*** Opening of LISTED ENTRIES ***
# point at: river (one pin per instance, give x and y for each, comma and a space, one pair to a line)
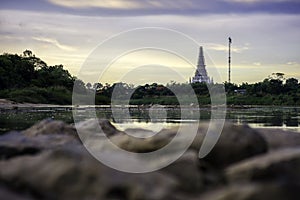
20, 118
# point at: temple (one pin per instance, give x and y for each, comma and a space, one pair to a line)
201, 73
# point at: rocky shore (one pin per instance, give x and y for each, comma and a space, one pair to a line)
49, 161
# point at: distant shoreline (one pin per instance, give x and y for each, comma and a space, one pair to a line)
6, 104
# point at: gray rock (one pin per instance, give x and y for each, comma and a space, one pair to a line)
282, 165
143, 145
277, 138
69, 174
17, 144
193, 178
237, 142
257, 191
49, 126
96, 126
7, 194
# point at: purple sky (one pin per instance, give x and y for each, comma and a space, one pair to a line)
265, 33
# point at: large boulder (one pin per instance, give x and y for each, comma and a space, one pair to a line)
16, 144
49, 126
191, 174
282, 165
143, 145
71, 174
236, 142
251, 191
277, 138
96, 126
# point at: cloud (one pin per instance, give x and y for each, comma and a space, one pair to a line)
257, 63
179, 7
55, 43
221, 47
113, 4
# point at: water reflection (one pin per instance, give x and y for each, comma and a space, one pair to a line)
264, 117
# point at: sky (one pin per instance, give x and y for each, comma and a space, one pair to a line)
265, 37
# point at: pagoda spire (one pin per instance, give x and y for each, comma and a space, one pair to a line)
201, 73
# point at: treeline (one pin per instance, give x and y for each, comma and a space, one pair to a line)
26, 78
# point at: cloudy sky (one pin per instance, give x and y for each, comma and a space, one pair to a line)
265, 34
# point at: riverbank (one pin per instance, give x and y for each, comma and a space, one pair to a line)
48, 161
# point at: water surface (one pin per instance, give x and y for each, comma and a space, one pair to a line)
260, 116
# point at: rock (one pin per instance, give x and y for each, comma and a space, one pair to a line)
193, 177
49, 126
17, 144
92, 126
11, 195
143, 145
235, 143
277, 138
257, 191
70, 174
283, 165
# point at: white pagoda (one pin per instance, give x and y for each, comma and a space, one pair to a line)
201, 73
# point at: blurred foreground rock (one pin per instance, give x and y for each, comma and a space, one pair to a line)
49, 161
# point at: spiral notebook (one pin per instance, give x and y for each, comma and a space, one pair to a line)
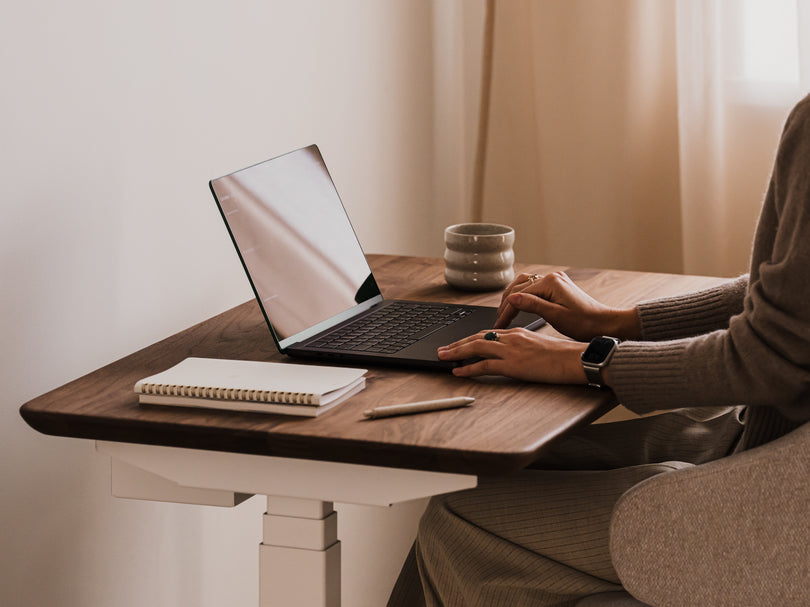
*** Close of LISTED ENTRIES ***
» **TO DO**: Could you retype every record above exactly, leaving the pictures out?

» **YOUR SOLUTION**:
# point at: river (one pin per instance, give x and y for each, comma and a space, one pair to a line)
20, 118
# point at: temple (one pin per instance, give x and y for each, comma and a space, one pair to a line)
201, 73
# point at: rocky shore (one pin per instance, give x and y for each, comma and a space, one pair to a line)
49, 161
# point at: distant shoreline (one pin per instance, give x and y for each, comma and a space, one pair to a line)
6, 104
# point at: gray rock (one pin per instance, give x and y for each, comma and a space, one pair to a line)
282, 165
143, 145
277, 138
69, 174
17, 144
193, 178
237, 142
257, 191
49, 126
96, 126
7, 194
# point at: purple sky (one pin per instance, give x and y for each, comma and a space, one pair to a line)
265, 33
# point at: large boulder (one pin per instance, give x and y for each, comma and a space, one pair to a line)
16, 144
49, 126
191, 174
282, 165
143, 145
71, 174
236, 142
251, 191
277, 138
96, 126
# point at: cloud (one pin per instance, give x and y for each, comma and a space, one pair to a line)
257, 63
179, 7
55, 43
221, 47
113, 4
# point at: water reflection (one pin per instance, give x and y for each, comma and a space, one pair to a line)
264, 117
# point at: sky (one pin per instance, give x and y for each, comma and a space, one pair to a line)
265, 37
# point at: pagoda spire (one pin per instance, give x and y for each, comma and a space, one pair to a line)
201, 73
# point at: treeline (one pin per instance, give x and y for each, comma and a space, one pair to a line)
26, 78
# point at: cloudy sky (one pin per instance, give x and y for each, comma and a space, one pair to a line)
265, 34
# point at: riverbank (one pin per instance, give x and y for each, comma and a space, one pair to a line)
48, 161
# point at: water surface (one pin per instance, give x and y for each, comma and a space, one pair to a line)
260, 116
# point at: rock (one pin per instance, give x and y for each, comma and a space, one pair to a line)
193, 177
49, 126
17, 144
92, 126
11, 195
143, 145
235, 143
277, 138
257, 191
70, 174
283, 165
# point at: white pagoda (one pin per instance, give x and y for each, comma and a space, one pair to a line)
201, 73
# point at: blurred foreground rock (one pin per instance, give x and y for each, comma and a space, one pair to a line)
49, 161
# point at: spiral notebook (one pin per instance, give x and y for each, comma and a space, one pair to a line)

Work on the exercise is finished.